→ Teks Bacaan:

▼

OJK dan BPKN Dukung Pemberantasan Praktik Fintech Ilegal
A
A
A
JAKARTA - Keberadaan dan praktik perusahaan layanan keuangan digital atau financial technology peer-to-peer (fintech P2P) ilegal yang merugikan konsumen perlu diberantas dan terus disosialisasikan kepada masyarakat. Selain penegakan hukum, pemerintah perlu mendorong lembaga terkait melakukan segala upaya untuk memberikan kepastian hukum agar konsumen terlindung dari praktik yang merugikan.
Di sisi lain, Otoritas Jasa Keuangan (OJK) juga perlu menjalin kerja sama, tidak hanya dengan Kementerian Komunikasi dan Informatika, Google, Badan Reserse Kriminal (Bareskrim) Polri, dan Bank Indonesia (BI) dalam memberantas praktik fintech peer-to-peer ilegal. Hal ini demi menjaga fintech dalam mendorong tingkat inklusi keuangan Indonesia sesuai target tahun ini, yaitu 75%.
Demikian benang merah yang mengemuka pada diskusi "Literasi Keuangan Fintech; Memajukan Kompetensi, Kemampuan dan Kapasitas Keuangan" yang diselenggarakan Finmas di Jakarta, hari ini. Tampil sebagai pembicara Kepala Departemen Literasi dan Inklusi Keuangan OJK Sondang Martha Samosir dan Bambang Sumantri, Komisioner pada Badan Perlindungan Konsumen Nasional (BPKN). Diskusi dipandu Head of PR and Corcom Finmas Rainer Emanuel.
Sondang mengatakan OJK berperan dalam penanganan praktik fintech peer-to-peer (P2P) lending ilegal melalui Satgas Waspada Investasi. Berdasarkan data OJK terdapat fintech P2P lending yang tidak terdaftar atau memiliki izin usaha telah ditangani oleh satgas waspada investasi. Sebanya 404 entitas pada 2018 dan 826 entitas pada 2019."Selama 2019, total entitas investasi legal yang telah dihentikan sebanyak 177 entitas," ujarnya melalui siaran pers yang diterima SINDOnews, Jumat (30/8/2019).

▲

→ Tugas yang Dikerjakan:
**A)** Tulis ulang bagian teks bacaan dari "Di sisi lain, Otoritas" sampai "Finmas Rainer Emanuel.", dengan menukar "pembicara" menjadi "narasumber".
**B)** Menurut teks bacaan, mengapa OJK perlu menjalin kerja sama dalam memberantas praktik fintech peer-to-peer ilegal? Jawab dalam satu sampai tiga kalimat.
Daftar di bawah ini tidak ada hubungannya dengan teks bacaan.

→ Data yang Diberikan:
▼

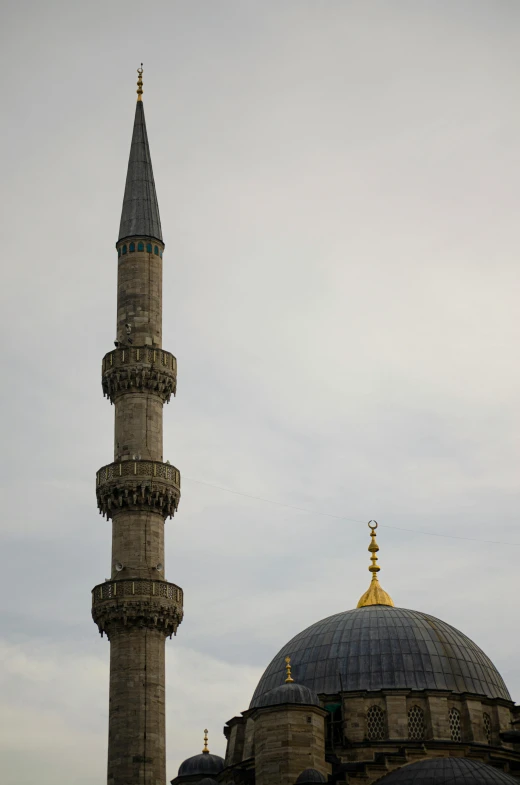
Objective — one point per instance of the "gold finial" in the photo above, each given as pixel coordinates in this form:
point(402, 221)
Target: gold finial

▲

→ Hasil yang Diharapkan:
**A)**
Di sisi lain, Otoritas Jasa Keuangan (OJK) juga perlu menjalin kerja sama, tidak hanya dengan Kementerian Komunikasi dan Informatika, Google, Badan Reserse Kriminal (Bareskrim) Polri, dan Bank Indonesia (BI) dalam memberantas praktik fintech peer-to-peer ilegal. Hal ini demi menjaga fintech dalam mendorong tingkat inklusi keuangan Indonesia sesuai target tahun ini, yaitu 75%.
Demikian benang merah yang mengemuka pada diskusi "Literasi Keuangan Fintech; Memajukan Kompetensi, Kemampuan dan Kapasitas Keuangan" yang diselenggarakan Finmas di Jakarta, hari ini. Tampil sebagai narasumber Kepala Departemen Literasi dan Inklusi Keuangan OJK Sondang Martha Samosir dan Bambang Sumantri, Komisioner pada Badan Perlindungan Konsumen Nasional (BPKN). Diskusi dipandu Head of PR and Corcom Finmas Rainer Emanuel.

**B)** Kerja sama itu perlu demi menjaga fintech agar tetap mendorong tingkat inklusi keuangan Indonesia sesuai target tahun ini, yaitu 75%.